**Instruction:** Repeat the lines word for word, starting with the line that contains "of the tree" and going on through the line that contains "Query: tree trunk", including both of those lines.

Start

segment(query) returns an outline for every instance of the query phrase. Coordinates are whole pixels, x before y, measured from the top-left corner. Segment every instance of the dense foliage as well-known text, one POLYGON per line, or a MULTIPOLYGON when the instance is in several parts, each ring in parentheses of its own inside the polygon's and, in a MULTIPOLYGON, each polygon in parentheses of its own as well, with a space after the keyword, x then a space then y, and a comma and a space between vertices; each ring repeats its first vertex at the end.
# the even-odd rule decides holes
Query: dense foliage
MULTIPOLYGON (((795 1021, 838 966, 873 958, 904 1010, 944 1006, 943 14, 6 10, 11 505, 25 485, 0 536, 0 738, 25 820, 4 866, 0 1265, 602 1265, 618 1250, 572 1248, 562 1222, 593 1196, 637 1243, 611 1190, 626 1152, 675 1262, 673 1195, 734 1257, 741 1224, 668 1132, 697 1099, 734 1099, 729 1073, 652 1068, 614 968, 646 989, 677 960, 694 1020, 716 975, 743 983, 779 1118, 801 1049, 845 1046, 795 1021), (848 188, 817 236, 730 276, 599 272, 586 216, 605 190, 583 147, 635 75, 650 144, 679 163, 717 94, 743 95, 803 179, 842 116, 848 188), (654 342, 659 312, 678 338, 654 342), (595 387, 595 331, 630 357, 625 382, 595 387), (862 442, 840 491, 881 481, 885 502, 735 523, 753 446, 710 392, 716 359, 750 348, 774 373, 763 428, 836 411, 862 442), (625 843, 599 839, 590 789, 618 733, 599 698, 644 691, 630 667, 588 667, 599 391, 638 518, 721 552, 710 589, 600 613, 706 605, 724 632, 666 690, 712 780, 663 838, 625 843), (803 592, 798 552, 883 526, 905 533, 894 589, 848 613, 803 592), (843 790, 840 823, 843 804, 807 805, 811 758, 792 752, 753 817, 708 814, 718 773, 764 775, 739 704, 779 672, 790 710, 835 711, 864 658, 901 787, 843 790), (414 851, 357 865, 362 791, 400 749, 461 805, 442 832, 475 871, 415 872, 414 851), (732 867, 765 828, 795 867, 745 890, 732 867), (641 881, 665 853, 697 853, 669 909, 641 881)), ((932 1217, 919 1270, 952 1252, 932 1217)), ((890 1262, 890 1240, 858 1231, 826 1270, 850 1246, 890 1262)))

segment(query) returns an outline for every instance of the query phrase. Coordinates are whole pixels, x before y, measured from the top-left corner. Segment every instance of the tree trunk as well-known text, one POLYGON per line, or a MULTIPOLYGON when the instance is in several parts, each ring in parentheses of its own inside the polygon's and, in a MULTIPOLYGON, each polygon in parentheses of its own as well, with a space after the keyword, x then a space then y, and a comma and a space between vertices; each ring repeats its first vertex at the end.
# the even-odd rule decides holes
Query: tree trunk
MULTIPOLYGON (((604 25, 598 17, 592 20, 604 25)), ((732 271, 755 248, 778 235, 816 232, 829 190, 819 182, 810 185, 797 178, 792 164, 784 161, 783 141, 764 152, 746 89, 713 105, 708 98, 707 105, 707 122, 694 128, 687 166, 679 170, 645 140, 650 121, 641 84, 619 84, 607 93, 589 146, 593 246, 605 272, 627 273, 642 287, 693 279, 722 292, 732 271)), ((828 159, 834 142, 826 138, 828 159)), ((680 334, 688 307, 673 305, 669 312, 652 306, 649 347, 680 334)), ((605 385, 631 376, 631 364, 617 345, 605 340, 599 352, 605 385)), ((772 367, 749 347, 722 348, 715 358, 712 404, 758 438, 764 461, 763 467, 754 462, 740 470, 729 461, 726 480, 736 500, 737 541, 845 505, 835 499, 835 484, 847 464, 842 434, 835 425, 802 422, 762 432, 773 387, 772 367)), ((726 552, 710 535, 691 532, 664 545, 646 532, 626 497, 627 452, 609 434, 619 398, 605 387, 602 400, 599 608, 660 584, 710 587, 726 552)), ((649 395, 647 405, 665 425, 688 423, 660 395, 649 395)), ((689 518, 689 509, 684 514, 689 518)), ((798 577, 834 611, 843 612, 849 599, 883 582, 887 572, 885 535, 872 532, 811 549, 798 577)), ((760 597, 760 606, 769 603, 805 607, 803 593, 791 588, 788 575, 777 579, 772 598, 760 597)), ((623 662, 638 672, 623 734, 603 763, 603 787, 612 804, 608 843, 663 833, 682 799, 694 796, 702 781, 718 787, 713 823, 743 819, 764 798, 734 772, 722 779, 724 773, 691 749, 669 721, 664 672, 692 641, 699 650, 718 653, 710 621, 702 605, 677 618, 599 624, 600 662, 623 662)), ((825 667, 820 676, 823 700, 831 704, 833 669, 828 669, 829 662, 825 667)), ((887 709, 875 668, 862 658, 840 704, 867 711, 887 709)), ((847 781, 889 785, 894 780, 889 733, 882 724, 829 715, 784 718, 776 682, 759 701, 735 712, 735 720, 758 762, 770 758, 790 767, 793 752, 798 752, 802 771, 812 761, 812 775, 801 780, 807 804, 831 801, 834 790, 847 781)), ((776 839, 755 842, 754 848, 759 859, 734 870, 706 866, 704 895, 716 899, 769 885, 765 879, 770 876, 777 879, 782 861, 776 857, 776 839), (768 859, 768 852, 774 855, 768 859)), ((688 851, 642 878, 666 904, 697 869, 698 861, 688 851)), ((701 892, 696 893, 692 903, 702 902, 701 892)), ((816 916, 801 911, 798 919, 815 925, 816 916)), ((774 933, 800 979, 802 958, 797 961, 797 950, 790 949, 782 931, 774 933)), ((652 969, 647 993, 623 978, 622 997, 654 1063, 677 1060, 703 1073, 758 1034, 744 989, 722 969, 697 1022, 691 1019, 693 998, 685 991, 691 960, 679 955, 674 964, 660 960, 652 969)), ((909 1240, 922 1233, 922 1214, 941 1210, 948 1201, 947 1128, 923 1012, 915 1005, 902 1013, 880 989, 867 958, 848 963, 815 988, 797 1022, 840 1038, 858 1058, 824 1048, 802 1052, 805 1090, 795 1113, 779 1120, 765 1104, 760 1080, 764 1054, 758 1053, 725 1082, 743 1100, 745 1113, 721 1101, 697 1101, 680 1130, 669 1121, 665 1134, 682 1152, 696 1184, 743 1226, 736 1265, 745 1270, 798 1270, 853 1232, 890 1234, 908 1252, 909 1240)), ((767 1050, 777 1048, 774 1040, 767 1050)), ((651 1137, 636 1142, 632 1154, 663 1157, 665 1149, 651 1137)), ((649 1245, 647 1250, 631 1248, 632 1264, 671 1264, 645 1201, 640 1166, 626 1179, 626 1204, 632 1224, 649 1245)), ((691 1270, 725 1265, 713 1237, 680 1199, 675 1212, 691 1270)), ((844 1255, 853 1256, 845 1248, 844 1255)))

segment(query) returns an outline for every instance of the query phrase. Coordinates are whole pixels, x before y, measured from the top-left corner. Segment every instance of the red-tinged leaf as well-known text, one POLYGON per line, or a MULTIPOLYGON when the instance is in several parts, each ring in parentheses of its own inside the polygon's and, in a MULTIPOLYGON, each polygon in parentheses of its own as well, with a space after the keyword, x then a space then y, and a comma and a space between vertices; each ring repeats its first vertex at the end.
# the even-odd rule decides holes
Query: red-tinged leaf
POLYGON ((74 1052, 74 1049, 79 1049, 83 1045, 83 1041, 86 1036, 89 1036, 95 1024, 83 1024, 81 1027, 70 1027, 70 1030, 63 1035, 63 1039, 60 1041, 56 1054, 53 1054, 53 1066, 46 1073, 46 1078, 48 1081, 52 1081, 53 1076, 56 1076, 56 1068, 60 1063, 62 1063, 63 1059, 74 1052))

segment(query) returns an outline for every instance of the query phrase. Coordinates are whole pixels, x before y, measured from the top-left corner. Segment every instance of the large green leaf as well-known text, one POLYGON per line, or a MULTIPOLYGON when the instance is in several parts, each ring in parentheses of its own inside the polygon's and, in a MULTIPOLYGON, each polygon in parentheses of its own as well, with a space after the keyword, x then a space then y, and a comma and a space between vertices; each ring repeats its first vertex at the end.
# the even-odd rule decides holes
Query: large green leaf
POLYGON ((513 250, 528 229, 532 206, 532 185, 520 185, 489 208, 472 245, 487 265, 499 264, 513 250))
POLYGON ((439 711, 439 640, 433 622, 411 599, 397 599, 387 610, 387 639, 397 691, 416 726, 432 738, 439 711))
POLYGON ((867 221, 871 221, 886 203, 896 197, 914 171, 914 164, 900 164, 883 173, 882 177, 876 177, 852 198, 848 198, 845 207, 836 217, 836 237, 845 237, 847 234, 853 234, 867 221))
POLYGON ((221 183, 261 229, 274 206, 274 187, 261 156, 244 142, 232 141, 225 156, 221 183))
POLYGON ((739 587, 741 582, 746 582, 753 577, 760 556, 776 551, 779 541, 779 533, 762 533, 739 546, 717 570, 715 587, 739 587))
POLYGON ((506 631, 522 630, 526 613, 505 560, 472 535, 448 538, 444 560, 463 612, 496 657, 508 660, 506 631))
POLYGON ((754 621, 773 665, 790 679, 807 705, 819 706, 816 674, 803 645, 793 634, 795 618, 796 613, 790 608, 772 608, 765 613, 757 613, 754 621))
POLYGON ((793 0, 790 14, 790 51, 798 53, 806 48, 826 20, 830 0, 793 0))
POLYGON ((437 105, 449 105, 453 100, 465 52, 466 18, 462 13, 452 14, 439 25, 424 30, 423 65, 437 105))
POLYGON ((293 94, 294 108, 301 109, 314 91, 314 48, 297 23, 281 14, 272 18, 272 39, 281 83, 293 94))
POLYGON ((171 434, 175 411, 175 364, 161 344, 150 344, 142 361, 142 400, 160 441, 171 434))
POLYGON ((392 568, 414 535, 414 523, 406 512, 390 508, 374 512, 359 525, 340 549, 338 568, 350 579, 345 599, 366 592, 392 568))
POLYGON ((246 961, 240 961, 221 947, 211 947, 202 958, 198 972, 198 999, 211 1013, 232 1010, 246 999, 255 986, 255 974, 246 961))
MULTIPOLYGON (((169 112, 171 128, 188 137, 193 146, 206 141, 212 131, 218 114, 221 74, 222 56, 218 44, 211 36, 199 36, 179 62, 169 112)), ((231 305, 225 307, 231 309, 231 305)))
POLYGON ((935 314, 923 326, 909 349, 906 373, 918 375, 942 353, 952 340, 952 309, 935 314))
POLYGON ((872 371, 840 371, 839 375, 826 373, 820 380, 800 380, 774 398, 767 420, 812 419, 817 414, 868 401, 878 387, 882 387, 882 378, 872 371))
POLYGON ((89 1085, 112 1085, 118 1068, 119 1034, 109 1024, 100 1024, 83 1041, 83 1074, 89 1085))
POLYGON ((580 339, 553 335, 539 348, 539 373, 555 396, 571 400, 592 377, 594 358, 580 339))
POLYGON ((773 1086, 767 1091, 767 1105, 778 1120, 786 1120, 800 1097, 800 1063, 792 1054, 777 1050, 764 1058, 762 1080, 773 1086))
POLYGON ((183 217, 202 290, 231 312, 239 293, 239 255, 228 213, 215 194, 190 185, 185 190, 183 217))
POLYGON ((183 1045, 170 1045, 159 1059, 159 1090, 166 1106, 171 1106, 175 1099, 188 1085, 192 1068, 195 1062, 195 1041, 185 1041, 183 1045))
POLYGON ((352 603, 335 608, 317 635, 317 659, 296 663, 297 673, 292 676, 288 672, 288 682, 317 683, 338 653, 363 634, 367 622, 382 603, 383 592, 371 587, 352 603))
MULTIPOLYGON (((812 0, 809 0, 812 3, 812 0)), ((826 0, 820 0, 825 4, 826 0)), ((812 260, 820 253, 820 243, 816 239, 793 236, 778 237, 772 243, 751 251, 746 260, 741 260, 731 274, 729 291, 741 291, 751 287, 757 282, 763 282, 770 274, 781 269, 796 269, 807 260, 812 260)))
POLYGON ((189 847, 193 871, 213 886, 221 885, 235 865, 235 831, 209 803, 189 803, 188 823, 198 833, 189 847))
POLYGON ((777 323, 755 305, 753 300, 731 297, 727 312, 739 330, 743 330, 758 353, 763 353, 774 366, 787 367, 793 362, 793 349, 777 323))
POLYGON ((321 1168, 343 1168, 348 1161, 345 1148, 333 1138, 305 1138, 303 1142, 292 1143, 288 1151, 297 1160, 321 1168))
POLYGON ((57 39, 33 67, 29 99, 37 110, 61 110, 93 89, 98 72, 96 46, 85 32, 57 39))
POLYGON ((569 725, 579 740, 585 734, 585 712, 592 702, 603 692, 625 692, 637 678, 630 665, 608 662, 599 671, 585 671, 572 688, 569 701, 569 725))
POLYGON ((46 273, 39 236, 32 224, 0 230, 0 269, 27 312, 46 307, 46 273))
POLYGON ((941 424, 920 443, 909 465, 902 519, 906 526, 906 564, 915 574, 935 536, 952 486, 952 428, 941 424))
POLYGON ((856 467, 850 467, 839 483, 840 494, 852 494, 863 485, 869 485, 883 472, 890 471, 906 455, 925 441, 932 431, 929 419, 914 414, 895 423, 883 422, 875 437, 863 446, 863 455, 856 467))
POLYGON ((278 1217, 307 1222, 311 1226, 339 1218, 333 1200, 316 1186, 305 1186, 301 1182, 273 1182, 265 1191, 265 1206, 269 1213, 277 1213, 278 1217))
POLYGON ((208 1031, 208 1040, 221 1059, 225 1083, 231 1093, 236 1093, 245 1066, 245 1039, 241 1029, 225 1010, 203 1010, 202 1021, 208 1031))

End

**Task result:**
segment(query) returns an outline for every instance of the query phrase. Coordinates are whole pixels, x before y, measured from the top-left corner. Segment every instance of the tree trunk as well-known text, one POLYGON per line, or a MULTIPOLYGON when the instance is in several parts, each ring in parentheses of its own inside the polygon's and, in a MULTIPOLYGON, each polygon in parentheses of its own as well, with a space after the keyword, x then a space then y, and a comma and a space between vertices; each ring repeats its first vertex at the end.
# the even-odd rule decides holes
Query: tree trunk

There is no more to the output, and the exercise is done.